Work to complete: Reproduce the part of the rows below that opens with the line containing "task: segment the dark brown mane" and closes with the line containing "POLYGON ((164 146, 174", both included, character for character.

Shape labeling records

================

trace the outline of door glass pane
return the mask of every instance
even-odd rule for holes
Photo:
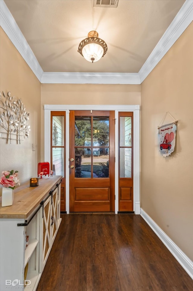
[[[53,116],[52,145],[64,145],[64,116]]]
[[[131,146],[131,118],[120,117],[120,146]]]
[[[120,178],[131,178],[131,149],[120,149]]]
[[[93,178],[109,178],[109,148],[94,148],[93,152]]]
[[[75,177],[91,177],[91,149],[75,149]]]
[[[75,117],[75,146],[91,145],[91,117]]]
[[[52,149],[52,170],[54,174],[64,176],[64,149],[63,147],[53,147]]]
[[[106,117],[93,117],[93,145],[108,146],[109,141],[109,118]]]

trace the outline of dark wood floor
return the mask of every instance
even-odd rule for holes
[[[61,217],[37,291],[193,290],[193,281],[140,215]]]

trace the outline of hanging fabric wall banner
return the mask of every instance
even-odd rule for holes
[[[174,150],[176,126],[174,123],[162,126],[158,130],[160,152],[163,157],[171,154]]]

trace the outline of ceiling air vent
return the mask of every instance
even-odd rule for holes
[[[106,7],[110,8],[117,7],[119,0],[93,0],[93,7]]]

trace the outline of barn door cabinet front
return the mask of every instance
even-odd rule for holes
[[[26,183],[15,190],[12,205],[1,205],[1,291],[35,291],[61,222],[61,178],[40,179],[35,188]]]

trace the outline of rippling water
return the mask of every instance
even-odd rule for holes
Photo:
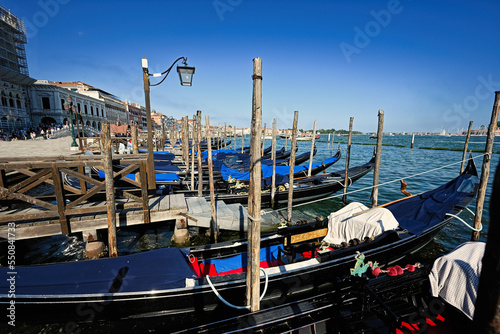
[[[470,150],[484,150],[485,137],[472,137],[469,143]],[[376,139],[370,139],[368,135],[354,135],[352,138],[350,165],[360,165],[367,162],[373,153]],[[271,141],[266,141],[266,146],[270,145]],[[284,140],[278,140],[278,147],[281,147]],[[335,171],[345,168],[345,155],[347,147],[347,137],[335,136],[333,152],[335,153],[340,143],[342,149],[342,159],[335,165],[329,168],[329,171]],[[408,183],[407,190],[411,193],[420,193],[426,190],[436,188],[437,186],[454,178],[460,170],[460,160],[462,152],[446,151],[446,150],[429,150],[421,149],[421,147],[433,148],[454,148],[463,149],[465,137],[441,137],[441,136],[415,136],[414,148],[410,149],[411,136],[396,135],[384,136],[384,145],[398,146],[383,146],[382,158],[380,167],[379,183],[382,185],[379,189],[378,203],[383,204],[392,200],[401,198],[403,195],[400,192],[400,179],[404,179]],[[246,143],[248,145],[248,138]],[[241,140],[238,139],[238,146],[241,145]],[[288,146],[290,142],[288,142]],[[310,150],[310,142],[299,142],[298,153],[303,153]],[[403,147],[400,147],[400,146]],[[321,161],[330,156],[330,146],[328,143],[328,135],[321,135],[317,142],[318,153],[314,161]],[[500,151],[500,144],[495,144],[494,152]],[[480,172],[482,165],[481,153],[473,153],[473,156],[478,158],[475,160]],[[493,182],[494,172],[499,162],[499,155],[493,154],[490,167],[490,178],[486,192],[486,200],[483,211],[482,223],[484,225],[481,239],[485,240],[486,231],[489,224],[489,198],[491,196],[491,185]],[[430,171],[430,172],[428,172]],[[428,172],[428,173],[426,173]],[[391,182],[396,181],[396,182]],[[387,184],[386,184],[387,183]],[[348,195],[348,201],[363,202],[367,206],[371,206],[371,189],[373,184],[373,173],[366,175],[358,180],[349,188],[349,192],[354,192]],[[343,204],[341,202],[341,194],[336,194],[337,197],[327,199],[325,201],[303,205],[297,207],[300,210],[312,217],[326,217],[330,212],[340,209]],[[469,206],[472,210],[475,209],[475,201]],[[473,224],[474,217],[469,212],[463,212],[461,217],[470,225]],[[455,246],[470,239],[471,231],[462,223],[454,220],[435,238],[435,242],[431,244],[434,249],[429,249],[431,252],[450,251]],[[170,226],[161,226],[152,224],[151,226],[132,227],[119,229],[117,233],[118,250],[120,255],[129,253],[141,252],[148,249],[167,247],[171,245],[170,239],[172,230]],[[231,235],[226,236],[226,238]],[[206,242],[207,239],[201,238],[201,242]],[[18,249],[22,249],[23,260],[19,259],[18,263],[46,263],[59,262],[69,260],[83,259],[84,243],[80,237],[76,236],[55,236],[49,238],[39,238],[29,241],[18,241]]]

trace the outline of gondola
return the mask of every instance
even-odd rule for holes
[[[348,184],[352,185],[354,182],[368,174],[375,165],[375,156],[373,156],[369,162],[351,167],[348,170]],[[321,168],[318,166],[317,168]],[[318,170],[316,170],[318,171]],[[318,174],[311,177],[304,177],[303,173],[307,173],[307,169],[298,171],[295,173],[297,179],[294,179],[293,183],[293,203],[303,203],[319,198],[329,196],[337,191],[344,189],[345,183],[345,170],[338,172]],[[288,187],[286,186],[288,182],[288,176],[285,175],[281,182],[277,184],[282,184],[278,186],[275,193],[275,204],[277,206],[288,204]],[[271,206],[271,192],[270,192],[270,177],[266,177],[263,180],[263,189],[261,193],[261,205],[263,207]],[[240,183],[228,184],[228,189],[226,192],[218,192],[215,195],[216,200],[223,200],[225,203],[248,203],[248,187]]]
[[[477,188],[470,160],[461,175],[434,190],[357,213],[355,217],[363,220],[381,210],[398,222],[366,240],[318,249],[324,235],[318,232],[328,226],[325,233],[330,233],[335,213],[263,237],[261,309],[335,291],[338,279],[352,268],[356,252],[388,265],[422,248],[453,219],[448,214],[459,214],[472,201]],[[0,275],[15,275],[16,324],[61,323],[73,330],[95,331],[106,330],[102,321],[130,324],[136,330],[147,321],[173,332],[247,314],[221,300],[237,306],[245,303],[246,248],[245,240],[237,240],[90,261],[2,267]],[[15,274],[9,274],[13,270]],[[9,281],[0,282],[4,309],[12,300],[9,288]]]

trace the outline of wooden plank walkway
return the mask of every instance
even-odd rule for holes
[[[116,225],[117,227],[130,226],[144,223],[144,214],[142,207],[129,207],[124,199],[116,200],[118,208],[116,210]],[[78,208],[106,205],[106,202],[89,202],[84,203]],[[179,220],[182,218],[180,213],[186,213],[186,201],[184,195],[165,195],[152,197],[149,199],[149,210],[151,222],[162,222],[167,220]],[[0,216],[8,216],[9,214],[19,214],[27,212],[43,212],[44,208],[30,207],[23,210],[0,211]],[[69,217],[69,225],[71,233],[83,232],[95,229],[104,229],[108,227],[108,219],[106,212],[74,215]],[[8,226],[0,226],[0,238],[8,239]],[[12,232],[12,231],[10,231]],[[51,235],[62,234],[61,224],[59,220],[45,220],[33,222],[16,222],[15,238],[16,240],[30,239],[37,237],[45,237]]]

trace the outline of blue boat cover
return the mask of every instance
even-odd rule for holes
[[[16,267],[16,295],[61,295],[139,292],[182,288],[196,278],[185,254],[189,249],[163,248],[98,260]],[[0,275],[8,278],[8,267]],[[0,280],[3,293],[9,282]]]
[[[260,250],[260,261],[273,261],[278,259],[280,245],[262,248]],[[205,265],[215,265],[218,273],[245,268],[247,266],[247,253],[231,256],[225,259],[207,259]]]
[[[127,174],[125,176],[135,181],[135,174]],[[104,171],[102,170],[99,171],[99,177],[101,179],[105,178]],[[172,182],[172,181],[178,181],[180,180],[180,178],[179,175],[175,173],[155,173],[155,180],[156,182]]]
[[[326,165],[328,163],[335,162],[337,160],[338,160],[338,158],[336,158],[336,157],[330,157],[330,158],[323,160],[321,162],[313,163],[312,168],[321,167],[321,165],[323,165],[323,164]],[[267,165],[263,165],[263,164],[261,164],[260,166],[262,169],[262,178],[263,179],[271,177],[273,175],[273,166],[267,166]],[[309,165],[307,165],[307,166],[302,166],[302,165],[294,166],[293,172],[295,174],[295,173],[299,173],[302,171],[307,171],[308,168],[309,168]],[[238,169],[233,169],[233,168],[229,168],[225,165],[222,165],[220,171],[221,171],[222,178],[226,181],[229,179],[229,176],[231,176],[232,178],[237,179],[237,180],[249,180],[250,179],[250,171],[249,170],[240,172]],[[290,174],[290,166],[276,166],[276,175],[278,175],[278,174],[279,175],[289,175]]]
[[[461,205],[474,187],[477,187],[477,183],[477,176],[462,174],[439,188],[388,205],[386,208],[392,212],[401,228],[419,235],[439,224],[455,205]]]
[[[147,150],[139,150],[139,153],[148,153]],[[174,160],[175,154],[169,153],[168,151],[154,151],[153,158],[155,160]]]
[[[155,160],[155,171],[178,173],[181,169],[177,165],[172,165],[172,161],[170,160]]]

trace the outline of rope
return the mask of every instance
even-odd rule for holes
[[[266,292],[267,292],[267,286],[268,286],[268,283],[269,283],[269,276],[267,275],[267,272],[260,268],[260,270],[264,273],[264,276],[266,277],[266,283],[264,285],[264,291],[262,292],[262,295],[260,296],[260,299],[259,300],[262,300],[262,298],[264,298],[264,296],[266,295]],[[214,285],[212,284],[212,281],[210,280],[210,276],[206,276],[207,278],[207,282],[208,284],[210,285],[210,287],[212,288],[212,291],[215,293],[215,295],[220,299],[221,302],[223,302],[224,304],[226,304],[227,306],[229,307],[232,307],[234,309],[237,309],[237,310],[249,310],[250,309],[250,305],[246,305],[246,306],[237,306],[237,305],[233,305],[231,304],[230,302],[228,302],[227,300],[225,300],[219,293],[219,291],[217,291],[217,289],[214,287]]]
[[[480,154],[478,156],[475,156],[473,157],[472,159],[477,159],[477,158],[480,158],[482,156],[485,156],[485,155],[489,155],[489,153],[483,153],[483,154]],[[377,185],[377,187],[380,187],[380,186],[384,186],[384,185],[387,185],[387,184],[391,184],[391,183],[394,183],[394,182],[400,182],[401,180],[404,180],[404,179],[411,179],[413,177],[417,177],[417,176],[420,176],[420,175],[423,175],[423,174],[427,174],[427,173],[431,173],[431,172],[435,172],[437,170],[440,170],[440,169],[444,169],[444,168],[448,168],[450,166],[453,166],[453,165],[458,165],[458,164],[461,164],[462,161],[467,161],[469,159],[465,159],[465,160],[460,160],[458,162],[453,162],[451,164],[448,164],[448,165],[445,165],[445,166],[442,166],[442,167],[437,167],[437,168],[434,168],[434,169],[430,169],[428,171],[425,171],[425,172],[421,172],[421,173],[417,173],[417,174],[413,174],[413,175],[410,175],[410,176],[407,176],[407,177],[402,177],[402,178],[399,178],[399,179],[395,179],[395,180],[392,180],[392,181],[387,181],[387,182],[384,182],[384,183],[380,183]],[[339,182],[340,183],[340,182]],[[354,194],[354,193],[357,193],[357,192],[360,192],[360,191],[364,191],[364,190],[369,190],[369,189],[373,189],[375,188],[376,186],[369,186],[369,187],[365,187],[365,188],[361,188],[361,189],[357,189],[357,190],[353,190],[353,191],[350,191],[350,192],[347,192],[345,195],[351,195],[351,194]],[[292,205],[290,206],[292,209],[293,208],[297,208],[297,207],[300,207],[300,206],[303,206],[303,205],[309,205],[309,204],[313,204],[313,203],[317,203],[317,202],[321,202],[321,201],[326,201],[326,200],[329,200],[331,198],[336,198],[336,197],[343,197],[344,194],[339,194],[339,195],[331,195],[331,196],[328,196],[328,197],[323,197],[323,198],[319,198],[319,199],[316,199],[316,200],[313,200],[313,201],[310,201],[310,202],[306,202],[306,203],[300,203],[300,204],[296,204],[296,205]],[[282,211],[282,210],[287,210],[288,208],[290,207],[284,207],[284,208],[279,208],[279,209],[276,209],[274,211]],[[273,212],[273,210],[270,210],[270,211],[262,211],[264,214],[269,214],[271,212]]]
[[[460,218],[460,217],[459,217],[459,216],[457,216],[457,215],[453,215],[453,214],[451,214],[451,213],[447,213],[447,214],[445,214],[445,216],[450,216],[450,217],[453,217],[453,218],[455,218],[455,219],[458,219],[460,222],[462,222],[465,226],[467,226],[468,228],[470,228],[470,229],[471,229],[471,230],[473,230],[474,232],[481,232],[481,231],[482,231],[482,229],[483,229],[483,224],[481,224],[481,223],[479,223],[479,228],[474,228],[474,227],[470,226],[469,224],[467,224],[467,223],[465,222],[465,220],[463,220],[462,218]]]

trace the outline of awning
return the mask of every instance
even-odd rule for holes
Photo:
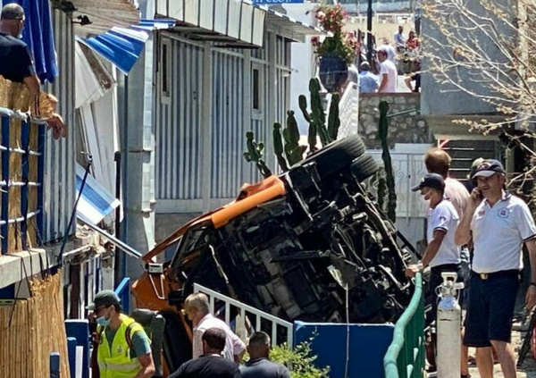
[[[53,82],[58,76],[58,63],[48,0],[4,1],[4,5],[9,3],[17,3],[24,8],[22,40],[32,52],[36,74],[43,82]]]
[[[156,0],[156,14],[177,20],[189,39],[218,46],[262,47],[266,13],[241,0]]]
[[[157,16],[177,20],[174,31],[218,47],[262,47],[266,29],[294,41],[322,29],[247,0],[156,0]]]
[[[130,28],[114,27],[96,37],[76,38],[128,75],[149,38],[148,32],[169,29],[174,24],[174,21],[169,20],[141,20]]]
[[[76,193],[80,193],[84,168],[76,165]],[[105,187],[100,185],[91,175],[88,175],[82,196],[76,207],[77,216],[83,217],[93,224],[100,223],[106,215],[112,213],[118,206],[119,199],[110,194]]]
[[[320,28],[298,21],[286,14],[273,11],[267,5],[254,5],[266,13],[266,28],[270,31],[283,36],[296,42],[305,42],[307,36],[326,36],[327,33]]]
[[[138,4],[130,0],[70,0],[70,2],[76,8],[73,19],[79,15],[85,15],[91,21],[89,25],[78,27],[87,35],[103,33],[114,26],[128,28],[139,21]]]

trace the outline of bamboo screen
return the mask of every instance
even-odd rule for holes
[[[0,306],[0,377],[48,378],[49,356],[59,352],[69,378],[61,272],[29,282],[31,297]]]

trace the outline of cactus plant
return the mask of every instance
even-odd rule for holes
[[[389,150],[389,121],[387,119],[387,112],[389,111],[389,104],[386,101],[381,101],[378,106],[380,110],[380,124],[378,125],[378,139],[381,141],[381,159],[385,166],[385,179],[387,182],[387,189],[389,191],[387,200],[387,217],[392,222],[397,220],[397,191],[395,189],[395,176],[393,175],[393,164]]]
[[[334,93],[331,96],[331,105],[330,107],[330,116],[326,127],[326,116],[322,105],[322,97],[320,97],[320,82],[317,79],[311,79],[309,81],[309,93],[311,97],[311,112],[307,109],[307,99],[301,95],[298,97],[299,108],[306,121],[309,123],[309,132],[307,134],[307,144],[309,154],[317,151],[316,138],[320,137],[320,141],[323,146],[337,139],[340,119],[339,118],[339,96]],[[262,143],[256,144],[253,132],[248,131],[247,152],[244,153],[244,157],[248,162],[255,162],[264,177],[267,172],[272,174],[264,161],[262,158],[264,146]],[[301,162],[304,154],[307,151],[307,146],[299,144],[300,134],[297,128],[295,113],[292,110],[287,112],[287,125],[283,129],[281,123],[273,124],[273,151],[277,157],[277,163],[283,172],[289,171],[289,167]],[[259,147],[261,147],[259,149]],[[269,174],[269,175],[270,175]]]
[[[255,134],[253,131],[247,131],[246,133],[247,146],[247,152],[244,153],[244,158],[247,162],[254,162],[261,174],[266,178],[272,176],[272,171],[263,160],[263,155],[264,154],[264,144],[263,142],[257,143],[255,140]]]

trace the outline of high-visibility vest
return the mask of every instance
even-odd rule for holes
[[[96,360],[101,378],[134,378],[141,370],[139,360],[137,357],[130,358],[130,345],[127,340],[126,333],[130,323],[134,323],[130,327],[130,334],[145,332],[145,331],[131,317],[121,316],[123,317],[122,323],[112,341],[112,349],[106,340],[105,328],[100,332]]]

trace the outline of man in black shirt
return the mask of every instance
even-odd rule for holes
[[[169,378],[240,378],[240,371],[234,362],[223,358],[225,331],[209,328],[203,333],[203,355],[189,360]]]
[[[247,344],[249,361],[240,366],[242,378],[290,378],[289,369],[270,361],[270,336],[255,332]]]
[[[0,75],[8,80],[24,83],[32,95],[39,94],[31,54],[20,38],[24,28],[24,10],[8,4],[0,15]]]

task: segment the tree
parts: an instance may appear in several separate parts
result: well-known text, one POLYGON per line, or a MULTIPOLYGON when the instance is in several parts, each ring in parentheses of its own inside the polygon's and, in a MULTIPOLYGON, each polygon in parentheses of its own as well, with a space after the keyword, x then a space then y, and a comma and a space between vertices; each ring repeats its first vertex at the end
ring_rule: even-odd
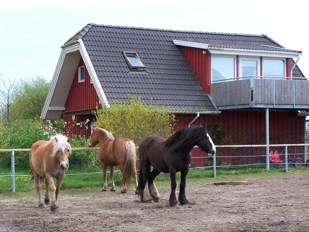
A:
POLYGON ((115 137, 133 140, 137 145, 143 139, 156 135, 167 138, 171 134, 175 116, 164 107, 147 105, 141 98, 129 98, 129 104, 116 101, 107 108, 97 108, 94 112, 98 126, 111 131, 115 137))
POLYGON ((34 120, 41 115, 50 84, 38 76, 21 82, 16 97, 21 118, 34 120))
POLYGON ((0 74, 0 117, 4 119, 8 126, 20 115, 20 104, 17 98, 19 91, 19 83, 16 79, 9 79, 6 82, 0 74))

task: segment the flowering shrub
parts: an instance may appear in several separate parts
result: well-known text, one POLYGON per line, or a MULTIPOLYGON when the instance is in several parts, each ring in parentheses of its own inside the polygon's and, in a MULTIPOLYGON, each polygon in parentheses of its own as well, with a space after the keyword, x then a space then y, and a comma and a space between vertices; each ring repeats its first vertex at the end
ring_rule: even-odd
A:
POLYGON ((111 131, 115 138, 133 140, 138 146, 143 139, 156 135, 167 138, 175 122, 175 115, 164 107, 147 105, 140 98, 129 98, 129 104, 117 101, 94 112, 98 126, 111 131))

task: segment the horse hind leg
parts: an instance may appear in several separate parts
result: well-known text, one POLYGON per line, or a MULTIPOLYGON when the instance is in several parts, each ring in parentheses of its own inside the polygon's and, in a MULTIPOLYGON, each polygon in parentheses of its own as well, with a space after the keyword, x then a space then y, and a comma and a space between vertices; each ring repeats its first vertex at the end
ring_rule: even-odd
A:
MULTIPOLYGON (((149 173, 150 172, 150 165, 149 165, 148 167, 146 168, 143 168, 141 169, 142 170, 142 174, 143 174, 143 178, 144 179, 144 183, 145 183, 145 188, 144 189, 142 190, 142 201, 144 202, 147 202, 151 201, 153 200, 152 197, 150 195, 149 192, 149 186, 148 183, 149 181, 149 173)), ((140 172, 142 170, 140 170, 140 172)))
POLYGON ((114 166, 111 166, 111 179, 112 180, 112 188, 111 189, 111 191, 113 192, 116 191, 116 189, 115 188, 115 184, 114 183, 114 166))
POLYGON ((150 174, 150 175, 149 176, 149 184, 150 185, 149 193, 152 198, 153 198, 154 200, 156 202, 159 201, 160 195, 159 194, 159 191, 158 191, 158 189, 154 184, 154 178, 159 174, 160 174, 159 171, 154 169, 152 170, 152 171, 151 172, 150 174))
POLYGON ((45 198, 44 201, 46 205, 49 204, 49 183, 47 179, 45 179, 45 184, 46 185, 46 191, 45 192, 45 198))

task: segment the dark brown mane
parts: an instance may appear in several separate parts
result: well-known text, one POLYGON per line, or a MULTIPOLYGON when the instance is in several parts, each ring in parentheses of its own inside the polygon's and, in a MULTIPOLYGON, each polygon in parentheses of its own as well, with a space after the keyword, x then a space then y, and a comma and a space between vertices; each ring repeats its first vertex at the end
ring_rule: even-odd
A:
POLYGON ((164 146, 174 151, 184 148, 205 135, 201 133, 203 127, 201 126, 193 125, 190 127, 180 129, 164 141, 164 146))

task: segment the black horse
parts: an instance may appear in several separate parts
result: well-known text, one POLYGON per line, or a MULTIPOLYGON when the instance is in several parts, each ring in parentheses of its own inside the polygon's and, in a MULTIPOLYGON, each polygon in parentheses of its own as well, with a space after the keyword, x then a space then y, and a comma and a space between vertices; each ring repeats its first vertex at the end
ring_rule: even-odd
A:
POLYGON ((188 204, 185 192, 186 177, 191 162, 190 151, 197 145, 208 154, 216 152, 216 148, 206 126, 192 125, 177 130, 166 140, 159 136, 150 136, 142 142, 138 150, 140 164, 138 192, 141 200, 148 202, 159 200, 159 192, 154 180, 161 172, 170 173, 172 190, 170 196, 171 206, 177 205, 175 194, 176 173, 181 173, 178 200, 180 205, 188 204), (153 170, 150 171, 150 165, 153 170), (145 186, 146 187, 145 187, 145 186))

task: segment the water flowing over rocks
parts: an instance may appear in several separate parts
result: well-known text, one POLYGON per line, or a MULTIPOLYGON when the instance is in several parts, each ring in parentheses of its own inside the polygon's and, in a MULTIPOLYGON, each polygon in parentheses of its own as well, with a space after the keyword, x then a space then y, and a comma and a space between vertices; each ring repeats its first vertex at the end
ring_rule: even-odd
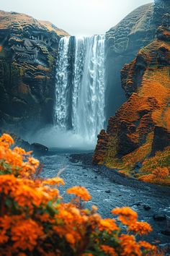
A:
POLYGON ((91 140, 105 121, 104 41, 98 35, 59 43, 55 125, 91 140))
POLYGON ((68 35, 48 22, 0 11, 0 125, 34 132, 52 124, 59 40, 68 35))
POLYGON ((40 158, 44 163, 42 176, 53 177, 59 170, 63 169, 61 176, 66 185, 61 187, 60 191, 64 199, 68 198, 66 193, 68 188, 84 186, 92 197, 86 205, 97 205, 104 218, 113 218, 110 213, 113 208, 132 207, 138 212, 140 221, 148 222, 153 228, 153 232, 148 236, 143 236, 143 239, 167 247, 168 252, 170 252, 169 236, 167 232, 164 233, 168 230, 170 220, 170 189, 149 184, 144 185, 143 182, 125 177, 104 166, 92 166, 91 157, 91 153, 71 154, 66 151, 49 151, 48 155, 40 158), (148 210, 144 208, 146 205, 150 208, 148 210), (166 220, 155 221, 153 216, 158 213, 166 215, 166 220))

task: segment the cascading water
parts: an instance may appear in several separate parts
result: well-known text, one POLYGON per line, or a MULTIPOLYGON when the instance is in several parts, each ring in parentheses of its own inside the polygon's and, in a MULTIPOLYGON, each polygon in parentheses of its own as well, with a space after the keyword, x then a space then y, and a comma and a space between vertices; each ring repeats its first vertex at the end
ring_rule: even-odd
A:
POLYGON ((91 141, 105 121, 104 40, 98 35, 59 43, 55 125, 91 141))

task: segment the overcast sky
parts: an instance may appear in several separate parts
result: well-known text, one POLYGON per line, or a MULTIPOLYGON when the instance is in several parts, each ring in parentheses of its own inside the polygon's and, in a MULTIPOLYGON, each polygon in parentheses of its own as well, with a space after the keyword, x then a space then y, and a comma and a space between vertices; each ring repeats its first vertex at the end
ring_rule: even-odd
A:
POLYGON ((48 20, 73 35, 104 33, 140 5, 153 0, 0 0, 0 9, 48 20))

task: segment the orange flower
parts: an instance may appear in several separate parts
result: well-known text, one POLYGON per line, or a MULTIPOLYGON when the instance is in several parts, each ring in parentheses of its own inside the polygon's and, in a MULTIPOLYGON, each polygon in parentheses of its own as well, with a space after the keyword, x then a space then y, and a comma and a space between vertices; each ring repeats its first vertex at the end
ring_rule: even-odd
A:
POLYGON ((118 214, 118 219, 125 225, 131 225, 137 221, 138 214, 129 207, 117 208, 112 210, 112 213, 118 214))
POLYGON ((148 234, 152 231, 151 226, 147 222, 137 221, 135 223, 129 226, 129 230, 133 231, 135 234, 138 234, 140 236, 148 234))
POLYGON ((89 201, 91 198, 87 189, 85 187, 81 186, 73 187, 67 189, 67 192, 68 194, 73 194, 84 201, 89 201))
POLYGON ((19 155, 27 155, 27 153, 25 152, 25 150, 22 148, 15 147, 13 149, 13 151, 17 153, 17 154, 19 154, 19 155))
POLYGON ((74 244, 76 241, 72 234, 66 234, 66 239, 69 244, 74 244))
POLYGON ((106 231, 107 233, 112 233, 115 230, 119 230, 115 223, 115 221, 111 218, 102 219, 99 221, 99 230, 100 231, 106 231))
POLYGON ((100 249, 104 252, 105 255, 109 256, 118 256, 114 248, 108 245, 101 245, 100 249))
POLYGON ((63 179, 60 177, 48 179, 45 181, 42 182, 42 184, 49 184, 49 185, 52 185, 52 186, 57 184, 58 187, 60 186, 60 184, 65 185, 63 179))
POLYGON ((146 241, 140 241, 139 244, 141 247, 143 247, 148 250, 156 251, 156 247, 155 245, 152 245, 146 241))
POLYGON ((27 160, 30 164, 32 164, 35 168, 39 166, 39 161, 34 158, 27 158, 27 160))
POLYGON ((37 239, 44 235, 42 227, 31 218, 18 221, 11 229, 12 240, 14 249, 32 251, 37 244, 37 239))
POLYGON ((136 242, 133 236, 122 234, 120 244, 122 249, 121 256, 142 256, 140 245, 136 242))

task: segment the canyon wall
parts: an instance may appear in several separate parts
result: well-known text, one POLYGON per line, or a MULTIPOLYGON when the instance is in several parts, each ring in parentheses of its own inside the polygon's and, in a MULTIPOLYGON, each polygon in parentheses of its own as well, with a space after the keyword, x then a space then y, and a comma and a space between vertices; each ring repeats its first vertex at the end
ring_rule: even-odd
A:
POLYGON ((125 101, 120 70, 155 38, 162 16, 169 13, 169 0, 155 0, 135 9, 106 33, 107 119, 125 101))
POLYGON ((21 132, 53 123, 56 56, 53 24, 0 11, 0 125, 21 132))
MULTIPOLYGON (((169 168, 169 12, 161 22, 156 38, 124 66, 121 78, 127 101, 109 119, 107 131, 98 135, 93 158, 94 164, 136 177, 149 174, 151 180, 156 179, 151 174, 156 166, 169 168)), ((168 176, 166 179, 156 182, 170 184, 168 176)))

================

Task answer:
task: segment the dark brown mane
parts: an instance may appear in several separate parts
result: well-known text, one POLYGON per line, or a MULTIPOLYGON when the instance is in several parts, each ring in parentheses of its own inside the polygon's and, in a MULTIPOLYGON, each polygon in parentheses of its own as well, with a space after the keyword, x then a space then y, and a comma and a space between vertices; each ring repeats its first vertex at the end
ring_rule: even-odd
A:
POLYGON ((164 146, 174 151, 184 148, 205 135, 201 133, 203 127, 201 126, 193 125, 190 127, 180 129, 164 141, 164 146))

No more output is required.